* [Consigne A]: Repérez et recopiez, s'il vous plaît, chaque ligne des entrées qui contient le mot « body ». La casse compte.

━━━ Passage fourni

Notre première rencontre eut lieu dans la bibliothèque du
grand séminaire dont tu étais alors le conservateur, comme
on dirait en France. Mais quel vilain mot quand il s'agit
de toi! Conserver était sans doute une de tes préoccupations,
garder l'héritage te tenait sans doute à coeur, mais combien
plus encore tu voulais l'enrichir. Aussi savais-tu accueillir
et porter jusque dans ta chair les questions qui travaillaient
les chrétiens. Aucune ne t'a été étrangère. Et cette familiarité ne fut pas seulement celle d'un intellectuel aguerri à la
controverse, mais celle d'un homme fraternel sachant atténuer
par l'humour l'acuité de sa dialectique. Tu as quitté cette
institution pour entrer à Radio-Canada où tu as apporté ton
amour du Christ et de l'Eglise. Ami intime d'artistes, de
penseurs et d'hommes d'action qui ont façonné le visage actuel
de la société québécoise, tu as fait de ton appartement un lieu
d'échanges et de discussions. Tu as su accueillir les opinions
les plus contraires aux tiennes, sans jamais dissimuler tes
positions. Ta franchise, chacun le sait, n'est pas inspirée
par l'intransigeance mais par une ardeur bienveillante qui te
dicte de ne pas dissimuler la vérité à ceux que tu aimes avec
une intense liberté. C'est dans cet esprit que tu as produit,
pour le compte de Radio-Canada, l'émission Rencontres. On ne
saurait trop dire que si j'ai été un des animateurs de cette
émission, tu en as été véritablement l'âme. Pour toi, au sens
où l'entendait l'auteur de la lettre à Diognète, invisible mais
intensément présent, donnant sens et cohésion. Pour ma part,
je te remercie de m'avoir permis ainsi de donner forme à un
sacerdoce que j'avais voulu dès l'origine être service de la
Parole de Dieu au milieu des hommes de ce temps. Laïc engagé
dans le monde, tu as été témoin de l'Amour que le Christ nous
a insufflé et de cette Vérité qui nous rend libres, soutenant
ainsi par toute ton action notre marche vers cette Terre nouvelle
où il n'y aura plus ni pleurs ni deuils mais la seule joie exultante
de ceux que réunit dans le Père, au-delà de ce qui les
sépare, l'Esprit du Fils qui habite en nos coeurs.

━━━━━━

* [Consigne B]:
Répondez à ces questions sur le passage fourni :
(i) Dans quelle bibliothèque a eu lieu la première rencontre ?
(ii) Qu'est devenu l'appartement de la personne à qui s'adresse le texte ?
(iii) Quelle émission a été produite pour le compte de Radio-Canada ?

━━━ Entrées fournies

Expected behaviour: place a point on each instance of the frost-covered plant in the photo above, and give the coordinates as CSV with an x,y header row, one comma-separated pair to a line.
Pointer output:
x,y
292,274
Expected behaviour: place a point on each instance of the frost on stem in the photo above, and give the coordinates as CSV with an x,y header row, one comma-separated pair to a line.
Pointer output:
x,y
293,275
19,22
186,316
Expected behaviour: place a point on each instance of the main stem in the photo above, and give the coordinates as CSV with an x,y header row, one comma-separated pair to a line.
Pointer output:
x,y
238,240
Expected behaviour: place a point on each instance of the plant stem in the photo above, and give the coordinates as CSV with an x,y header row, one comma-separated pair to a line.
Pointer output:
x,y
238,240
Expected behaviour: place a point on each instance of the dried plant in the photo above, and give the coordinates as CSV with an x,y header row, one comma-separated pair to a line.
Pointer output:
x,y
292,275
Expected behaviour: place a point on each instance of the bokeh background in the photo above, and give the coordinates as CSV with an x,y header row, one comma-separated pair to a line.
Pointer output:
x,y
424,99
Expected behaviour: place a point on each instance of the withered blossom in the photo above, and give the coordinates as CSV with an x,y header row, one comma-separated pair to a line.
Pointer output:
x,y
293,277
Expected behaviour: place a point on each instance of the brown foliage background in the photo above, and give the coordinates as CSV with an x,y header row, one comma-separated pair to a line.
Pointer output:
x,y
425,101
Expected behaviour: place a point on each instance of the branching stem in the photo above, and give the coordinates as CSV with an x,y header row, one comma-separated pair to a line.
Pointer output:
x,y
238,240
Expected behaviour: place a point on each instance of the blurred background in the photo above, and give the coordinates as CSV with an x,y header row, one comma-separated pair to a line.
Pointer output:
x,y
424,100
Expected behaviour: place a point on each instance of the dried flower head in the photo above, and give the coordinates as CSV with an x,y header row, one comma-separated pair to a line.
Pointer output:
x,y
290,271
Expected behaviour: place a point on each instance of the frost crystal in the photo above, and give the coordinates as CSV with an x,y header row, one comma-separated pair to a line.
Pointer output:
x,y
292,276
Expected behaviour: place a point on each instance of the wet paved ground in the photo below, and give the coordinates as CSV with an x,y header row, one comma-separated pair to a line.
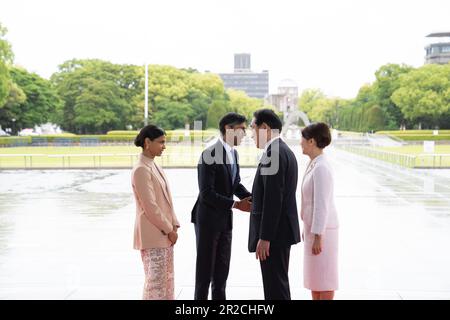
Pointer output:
x,y
68,234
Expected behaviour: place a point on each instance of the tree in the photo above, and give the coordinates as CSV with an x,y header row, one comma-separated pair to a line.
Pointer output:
x,y
308,99
172,115
6,58
424,93
98,95
387,81
217,110
243,104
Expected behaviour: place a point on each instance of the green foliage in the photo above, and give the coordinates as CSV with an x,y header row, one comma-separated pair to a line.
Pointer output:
x,y
216,112
6,57
32,100
424,93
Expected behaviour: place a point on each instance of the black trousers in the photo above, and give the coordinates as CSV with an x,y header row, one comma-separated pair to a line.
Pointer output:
x,y
275,274
213,262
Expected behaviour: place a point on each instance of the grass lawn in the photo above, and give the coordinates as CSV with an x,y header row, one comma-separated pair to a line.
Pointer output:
x,y
107,156
440,158
417,149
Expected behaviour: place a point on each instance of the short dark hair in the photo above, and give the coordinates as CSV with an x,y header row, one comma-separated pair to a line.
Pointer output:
x,y
231,118
151,131
320,132
269,117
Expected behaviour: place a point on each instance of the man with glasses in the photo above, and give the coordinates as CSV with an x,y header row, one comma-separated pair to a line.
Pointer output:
x,y
218,181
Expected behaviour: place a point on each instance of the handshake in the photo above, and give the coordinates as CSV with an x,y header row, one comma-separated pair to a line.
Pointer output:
x,y
244,204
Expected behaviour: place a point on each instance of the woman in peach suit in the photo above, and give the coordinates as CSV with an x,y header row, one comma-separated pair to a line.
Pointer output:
x,y
318,212
156,225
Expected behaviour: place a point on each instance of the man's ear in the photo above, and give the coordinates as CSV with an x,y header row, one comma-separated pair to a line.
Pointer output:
x,y
264,126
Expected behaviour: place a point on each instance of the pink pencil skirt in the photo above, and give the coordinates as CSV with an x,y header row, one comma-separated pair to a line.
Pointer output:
x,y
320,272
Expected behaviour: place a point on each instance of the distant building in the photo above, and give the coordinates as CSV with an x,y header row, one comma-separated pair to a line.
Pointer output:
x,y
438,51
242,62
255,84
286,99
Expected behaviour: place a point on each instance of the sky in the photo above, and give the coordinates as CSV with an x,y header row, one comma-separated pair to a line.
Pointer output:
x,y
333,45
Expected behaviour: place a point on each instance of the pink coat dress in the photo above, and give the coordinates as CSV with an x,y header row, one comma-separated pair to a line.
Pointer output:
x,y
319,215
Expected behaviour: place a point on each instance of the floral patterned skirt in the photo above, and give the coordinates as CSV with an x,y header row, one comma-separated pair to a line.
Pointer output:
x,y
159,273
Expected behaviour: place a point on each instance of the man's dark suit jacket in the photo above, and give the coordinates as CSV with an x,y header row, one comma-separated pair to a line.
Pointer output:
x,y
216,189
274,215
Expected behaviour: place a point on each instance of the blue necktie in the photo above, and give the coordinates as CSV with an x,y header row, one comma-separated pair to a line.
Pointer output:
x,y
233,168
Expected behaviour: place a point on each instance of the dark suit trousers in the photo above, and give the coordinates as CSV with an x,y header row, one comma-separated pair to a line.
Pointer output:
x,y
275,274
213,262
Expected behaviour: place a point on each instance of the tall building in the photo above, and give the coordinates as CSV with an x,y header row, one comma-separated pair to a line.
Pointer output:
x,y
242,62
254,84
438,51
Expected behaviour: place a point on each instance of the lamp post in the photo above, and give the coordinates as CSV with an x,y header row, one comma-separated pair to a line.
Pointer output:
x,y
146,96
14,127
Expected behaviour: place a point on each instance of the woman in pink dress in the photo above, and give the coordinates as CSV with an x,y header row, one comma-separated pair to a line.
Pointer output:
x,y
155,231
319,215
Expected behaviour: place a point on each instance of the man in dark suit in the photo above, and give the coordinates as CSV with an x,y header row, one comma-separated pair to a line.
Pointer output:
x,y
218,181
274,225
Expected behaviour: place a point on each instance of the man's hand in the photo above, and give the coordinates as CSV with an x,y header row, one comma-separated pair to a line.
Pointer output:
x,y
244,204
262,250
173,237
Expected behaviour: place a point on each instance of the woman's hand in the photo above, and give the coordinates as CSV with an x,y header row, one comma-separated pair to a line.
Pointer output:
x,y
317,245
173,237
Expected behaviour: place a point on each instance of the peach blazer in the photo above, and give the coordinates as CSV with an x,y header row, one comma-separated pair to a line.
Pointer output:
x,y
318,210
155,216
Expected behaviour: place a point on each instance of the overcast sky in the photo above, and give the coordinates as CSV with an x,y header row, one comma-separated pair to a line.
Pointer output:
x,y
335,45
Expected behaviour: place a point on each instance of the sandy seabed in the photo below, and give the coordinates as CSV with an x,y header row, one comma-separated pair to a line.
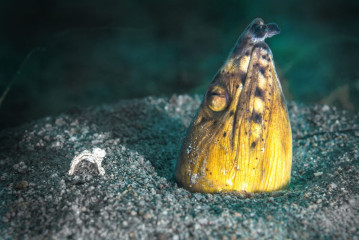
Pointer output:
x,y
137,197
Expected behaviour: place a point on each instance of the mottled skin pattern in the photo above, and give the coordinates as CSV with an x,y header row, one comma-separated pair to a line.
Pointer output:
x,y
240,140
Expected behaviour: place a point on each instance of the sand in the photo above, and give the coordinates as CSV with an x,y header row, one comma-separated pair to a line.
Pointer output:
x,y
136,197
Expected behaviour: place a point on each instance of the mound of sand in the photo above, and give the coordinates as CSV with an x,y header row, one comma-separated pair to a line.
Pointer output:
x,y
135,196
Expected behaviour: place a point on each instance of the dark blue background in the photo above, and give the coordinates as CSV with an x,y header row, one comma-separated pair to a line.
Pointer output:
x,y
78,53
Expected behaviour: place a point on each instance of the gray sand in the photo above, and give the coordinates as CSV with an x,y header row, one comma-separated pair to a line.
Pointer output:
x,y
137,197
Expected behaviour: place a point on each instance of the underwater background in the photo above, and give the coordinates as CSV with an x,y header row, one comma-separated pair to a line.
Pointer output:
x,y
61,55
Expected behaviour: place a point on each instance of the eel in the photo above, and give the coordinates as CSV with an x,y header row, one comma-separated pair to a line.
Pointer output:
x,y
240,139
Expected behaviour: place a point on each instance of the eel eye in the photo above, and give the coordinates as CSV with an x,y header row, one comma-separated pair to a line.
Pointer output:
x,y
217,98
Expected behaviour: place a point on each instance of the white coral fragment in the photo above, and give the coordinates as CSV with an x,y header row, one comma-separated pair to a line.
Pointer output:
x,y
96,157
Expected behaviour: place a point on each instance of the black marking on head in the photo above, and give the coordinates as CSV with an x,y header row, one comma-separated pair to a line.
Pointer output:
x,y
257,117
282,101
243,79
262,70
259,93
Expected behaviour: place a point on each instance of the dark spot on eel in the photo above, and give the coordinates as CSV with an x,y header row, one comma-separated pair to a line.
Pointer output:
x,y
259,93
262,70
257,117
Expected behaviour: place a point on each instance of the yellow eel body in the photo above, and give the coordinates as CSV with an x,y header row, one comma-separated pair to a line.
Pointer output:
x,y
240,140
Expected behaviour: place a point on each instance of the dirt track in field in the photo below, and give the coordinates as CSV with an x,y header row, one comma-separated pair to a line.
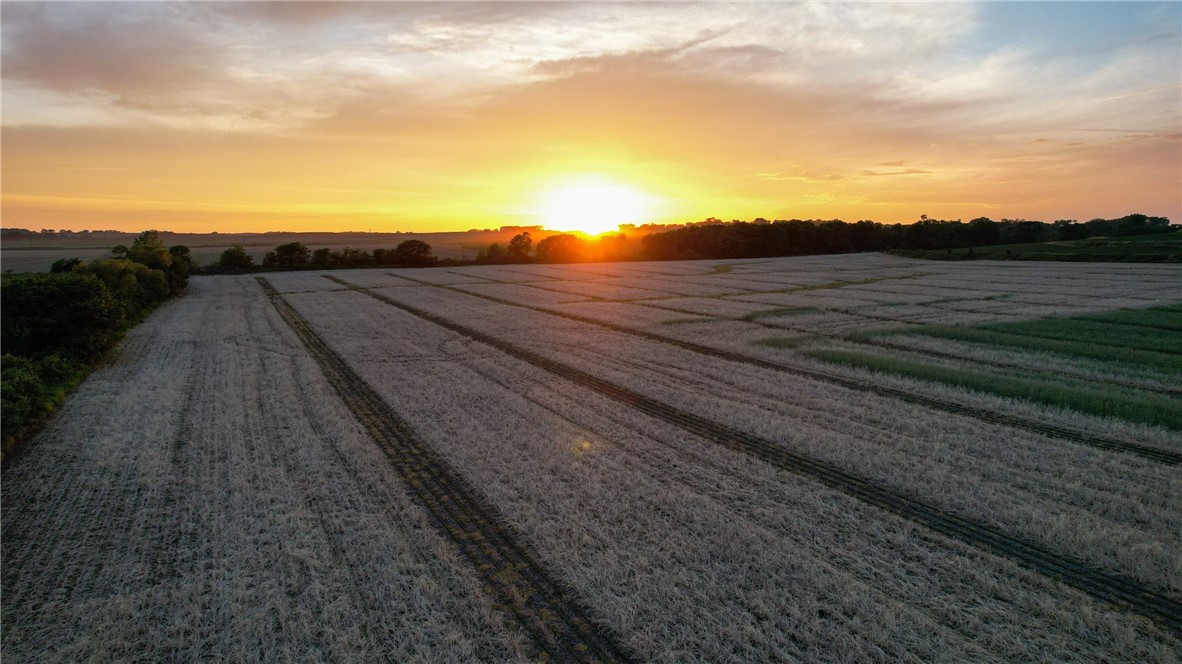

━━━━━━

* [Réponse A]:
Expected behaviour: place a point on each instance of the yellow eel body in the photo above, and give the coordinates as CSV with an x,y header row, one comma-separated pair to a line.

* [Réponse B]:
(i) Dans la bibliothèque du grand séminaire.
(ii) Un lieu d'échanges et de discussions.
(iii) L'émission Rencontres.